[GIVEN DATA Boundary: Start]

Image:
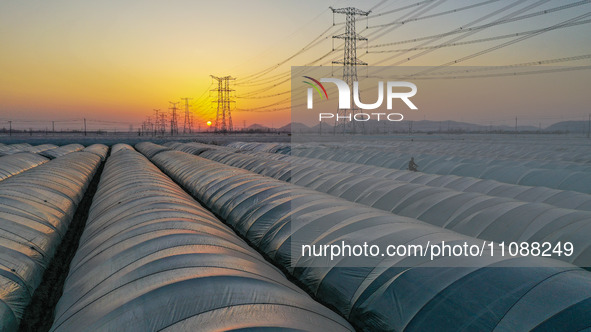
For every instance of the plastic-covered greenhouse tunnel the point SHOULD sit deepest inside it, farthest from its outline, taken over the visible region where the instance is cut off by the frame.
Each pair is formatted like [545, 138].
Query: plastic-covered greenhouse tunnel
[200, 237]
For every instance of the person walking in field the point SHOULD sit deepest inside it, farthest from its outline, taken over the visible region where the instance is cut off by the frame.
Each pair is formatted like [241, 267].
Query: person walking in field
[412, 166]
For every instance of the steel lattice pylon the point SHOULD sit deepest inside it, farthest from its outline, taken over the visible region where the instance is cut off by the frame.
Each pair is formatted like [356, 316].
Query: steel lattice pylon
[350, 61]
[224, 101]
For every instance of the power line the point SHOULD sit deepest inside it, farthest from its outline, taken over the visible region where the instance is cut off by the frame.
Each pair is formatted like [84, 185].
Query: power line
[350, 60]
[223, 104]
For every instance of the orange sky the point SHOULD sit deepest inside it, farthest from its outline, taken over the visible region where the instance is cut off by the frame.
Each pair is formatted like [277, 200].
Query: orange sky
[118, 60]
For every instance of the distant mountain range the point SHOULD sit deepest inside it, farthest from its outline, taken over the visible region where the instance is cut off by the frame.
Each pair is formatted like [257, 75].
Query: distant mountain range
[372, 126]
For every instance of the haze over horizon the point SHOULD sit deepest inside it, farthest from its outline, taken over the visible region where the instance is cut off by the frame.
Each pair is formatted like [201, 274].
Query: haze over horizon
[113, 62]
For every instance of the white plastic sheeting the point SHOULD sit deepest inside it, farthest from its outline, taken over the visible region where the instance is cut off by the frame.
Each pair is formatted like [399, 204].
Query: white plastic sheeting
[152, 259]
[100, 150]
[485, 217]
[17, 163]
[121, 146]
[196, 148]
[559, 198]
[62, 150]
[530, 173]
[17, 148]
[36, 208]
[394, 295]
[283, 148]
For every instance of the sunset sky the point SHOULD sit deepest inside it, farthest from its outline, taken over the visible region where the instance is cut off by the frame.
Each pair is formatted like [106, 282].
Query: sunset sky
[113, 62]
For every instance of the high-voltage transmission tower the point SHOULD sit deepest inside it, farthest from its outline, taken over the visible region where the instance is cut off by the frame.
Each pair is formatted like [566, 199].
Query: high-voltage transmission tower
[224, 102]
[174, 127]
[188, 125]
[350, 61]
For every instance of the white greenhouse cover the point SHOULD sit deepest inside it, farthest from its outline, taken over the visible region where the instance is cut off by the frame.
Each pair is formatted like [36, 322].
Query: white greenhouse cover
[19, 162]
[36, 208]
[395, 294]
[485, 217]
[61, 151]
[559, 198]
[100, 150]
[152, 259]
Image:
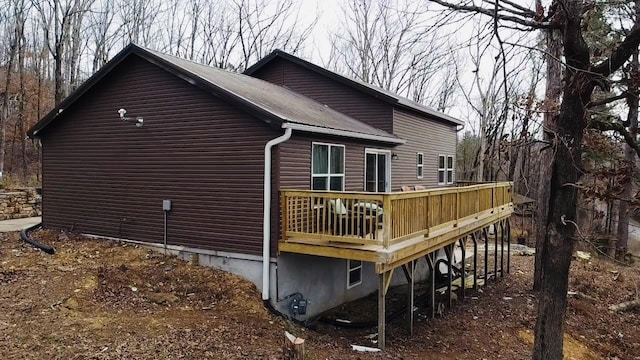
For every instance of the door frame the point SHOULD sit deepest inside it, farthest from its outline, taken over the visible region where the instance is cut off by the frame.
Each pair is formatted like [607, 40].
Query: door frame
[388, 172]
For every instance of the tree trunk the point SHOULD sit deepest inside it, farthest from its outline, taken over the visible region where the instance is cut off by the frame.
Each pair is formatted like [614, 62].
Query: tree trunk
[558, 241]
[4, 116]
[552, 97]
[629, 158]
[566, 169]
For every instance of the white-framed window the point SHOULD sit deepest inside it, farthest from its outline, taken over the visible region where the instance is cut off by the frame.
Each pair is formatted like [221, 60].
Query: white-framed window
[354, 273]
[445, 169]
[450, 169]
[442, 170]
[327, 167]
[420, 165]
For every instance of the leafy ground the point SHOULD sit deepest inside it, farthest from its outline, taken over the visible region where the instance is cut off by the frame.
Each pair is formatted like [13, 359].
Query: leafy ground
[106, 300]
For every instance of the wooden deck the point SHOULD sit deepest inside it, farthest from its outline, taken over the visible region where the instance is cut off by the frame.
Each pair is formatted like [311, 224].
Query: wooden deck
[388, 229]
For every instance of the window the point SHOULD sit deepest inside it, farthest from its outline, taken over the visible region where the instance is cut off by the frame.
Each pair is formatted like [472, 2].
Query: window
[327, 167]
[354, 273]
[442, 171]
[420, 165]
[445, 169]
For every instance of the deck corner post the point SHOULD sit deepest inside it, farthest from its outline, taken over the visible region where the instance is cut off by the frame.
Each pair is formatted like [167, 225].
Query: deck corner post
[463, 243]
[410, 305]
[382, 291]
[508, 246]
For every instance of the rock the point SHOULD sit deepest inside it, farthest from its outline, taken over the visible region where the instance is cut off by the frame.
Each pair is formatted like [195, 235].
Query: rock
[162, 298]
[582, 255]
[71, 304]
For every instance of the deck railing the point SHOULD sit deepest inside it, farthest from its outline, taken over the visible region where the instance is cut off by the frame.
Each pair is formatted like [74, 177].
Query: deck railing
[386, 218]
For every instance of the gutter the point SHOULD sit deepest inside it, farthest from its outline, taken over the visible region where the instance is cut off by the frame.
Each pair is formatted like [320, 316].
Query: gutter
[344, 133]
[266, 221]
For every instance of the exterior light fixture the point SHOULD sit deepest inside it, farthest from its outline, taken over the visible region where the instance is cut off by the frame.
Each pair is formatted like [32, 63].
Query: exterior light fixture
[123, 112]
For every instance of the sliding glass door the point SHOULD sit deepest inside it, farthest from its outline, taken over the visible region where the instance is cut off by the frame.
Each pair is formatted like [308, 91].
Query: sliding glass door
[377, 177]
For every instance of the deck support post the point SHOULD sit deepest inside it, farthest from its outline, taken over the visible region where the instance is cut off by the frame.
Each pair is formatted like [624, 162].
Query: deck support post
[485, 235]
[432, 279]
[474, 238]
[495, 252]
[410, 295]
[383, 286]
[463, 242]
[502, 233]
[508, 246]
[449, 252]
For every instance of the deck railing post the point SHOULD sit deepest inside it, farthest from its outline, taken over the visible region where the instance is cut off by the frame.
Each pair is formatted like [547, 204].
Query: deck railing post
[386, 220]
[457, 206]
[285, 220]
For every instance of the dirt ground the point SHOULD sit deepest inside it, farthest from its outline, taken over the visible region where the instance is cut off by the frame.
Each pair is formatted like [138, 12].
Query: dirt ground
[106, 300]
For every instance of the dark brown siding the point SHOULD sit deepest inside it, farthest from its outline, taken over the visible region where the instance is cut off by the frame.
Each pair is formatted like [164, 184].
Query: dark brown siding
[338, 96]
[429, 137]
[105, 177]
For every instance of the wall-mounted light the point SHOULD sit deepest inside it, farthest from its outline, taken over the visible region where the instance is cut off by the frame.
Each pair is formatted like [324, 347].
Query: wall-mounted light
[123, 112]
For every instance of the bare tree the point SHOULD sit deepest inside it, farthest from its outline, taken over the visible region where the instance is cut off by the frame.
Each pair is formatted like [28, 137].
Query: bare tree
[566, 129]
[391, 45]
[264, 25]
[61, 24]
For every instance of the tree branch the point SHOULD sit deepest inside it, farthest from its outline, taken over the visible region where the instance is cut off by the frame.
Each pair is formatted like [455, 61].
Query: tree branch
[492, 13]
[605, 101]
[619, 128]
[621, 54]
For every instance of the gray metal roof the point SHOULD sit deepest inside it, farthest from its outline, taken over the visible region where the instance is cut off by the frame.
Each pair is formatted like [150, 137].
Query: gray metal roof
[283, 103]
[386, 95]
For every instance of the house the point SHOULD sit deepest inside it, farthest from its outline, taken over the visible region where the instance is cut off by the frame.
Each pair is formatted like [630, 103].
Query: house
[257, 176]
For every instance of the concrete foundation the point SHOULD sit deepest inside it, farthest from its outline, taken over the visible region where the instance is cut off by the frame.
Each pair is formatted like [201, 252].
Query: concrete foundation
[320, 280]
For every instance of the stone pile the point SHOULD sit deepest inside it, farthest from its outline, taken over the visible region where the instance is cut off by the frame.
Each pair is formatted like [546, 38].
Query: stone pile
[20, 204]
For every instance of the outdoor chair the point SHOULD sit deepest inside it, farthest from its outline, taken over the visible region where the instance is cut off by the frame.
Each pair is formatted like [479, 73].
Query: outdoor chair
[360, 220]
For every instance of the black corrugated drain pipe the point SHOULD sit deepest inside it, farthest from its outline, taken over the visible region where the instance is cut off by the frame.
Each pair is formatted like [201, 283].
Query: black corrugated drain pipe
[24, 234]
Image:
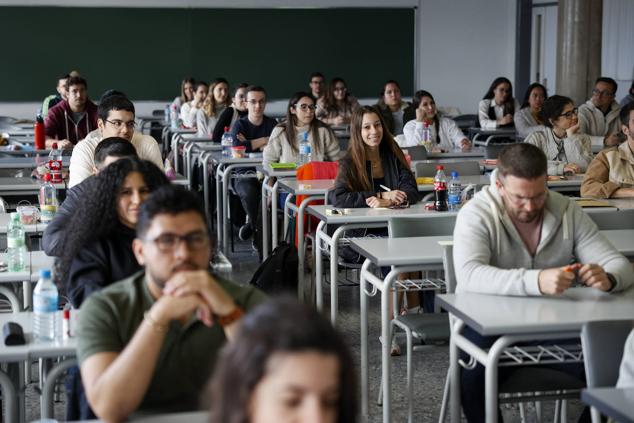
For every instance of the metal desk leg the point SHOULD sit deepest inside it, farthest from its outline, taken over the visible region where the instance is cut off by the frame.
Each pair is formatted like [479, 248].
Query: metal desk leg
[46, 402]
[265, 218]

[GIVEN DATA Boundary: End]

### PROBLEM TO WORK ON
Going back to the entries above, set down exactly the lines that begin at the one with "Query: gutter" and end at the one with "For every instance of the deck railing post", both included, and nothing else.

### ANSWER TO THE PROBLEM
Query: gutter
[344, 133]
[266, 221]
For every instance of the exterior light fixture the point SHOULD sit deepest inside it, farthest from its outline, taken over the visible region where the instance is cut off by the frame.
Each pair is formatted like [32, 63].
Query: exterior light fixture
[123, 112]
For every instance of the sliding glass door the point SHOULD sit deepest inside it, farthest from its outline, taken over the visible region where the instance is cut off by the frame.
Each pair is formatted like [308, 91].
Query: sliding glass door
[377, 177]
For every instance of the deck support post the point SHOULD sit deepest inside it, farthest from its outline, taken over the visible region where the instance is cut off by the frame.
Each pair is formatted like [624, 162].
Query: deck support post
[485, 235]
[432, 279]
[474, 238]
[495, 252]
[410, 295]
[383, 286]
[463, 242]
[502, 233]
[508, 246]
[449, 252]
For every instance of the deck railing post the point SHOULD sit deepest inside it, farthest from its outline, taken over the visible region where the instance is cut off by the frame.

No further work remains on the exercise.